### TASK STATEMENT
Give the lines from the one containing "fork by giving the bounding box." through the one containing "[0,0,434,244]", both included, as a JSON list of strings with one string per line and blank lines left out.

Excerpts from a detection dataset:
::::::::

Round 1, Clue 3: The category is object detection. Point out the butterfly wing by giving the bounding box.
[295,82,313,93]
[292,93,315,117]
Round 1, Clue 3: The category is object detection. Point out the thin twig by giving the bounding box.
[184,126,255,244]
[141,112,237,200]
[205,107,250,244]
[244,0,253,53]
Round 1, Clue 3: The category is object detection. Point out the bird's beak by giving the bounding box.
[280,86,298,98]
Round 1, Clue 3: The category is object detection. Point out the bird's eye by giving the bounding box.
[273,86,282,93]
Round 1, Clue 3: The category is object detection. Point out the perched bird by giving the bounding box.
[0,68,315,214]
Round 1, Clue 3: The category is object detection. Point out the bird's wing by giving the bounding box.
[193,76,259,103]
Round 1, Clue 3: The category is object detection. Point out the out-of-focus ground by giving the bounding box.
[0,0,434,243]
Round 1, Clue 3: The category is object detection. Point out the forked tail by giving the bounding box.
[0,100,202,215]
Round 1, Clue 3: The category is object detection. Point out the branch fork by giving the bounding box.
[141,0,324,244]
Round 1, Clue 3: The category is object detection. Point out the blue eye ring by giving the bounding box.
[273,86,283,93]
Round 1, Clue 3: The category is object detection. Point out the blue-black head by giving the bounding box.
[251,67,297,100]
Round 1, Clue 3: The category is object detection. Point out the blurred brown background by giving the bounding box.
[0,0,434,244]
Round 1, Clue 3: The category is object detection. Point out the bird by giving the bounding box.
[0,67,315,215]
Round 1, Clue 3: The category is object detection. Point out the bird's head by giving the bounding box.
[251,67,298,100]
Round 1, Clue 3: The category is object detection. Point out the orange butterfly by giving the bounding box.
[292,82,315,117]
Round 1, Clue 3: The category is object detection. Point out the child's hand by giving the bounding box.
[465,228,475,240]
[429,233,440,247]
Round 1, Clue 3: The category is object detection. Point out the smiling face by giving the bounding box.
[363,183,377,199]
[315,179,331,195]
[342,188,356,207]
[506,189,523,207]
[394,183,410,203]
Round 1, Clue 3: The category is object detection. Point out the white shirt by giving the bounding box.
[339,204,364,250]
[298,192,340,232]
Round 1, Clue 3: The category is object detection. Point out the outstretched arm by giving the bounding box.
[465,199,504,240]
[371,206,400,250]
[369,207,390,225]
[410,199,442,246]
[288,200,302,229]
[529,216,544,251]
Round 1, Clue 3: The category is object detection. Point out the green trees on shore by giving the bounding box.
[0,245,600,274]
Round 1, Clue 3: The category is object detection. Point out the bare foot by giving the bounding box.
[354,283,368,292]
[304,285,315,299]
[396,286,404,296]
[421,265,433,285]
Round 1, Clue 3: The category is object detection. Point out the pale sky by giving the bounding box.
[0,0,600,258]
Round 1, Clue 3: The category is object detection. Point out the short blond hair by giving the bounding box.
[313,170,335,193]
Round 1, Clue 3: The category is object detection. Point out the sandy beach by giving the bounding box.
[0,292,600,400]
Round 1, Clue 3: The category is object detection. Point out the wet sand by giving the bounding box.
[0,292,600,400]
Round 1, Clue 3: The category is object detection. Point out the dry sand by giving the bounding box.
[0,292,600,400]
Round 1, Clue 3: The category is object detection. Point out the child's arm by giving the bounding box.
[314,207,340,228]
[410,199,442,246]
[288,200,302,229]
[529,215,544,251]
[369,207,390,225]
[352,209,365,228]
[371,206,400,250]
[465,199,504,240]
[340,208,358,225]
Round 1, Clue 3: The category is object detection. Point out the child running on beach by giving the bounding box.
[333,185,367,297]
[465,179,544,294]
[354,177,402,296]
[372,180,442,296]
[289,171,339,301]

::::::::

### SOLUTION TO THIS TASK
[
  "Round 1, Clue 3: The category is object detection. Point out the branch fork by giving the bounding box.",
  "[141,0,324,244]",
  "Round 1, Clue 3: The category is object detection. Point out the blue eye ring by giving the bounding box.",
  "[273,86,283,93]",
  "Round 1, Clue 3: The category is object detection. Point out the blue-black head by giving the bounding box.",
  "[251,67,297,100]",
  "Round 1, Clue 3: The category is object detection. Point out the blurred brown background by giving the bounding box.",
  "[0,0,434,244]"
]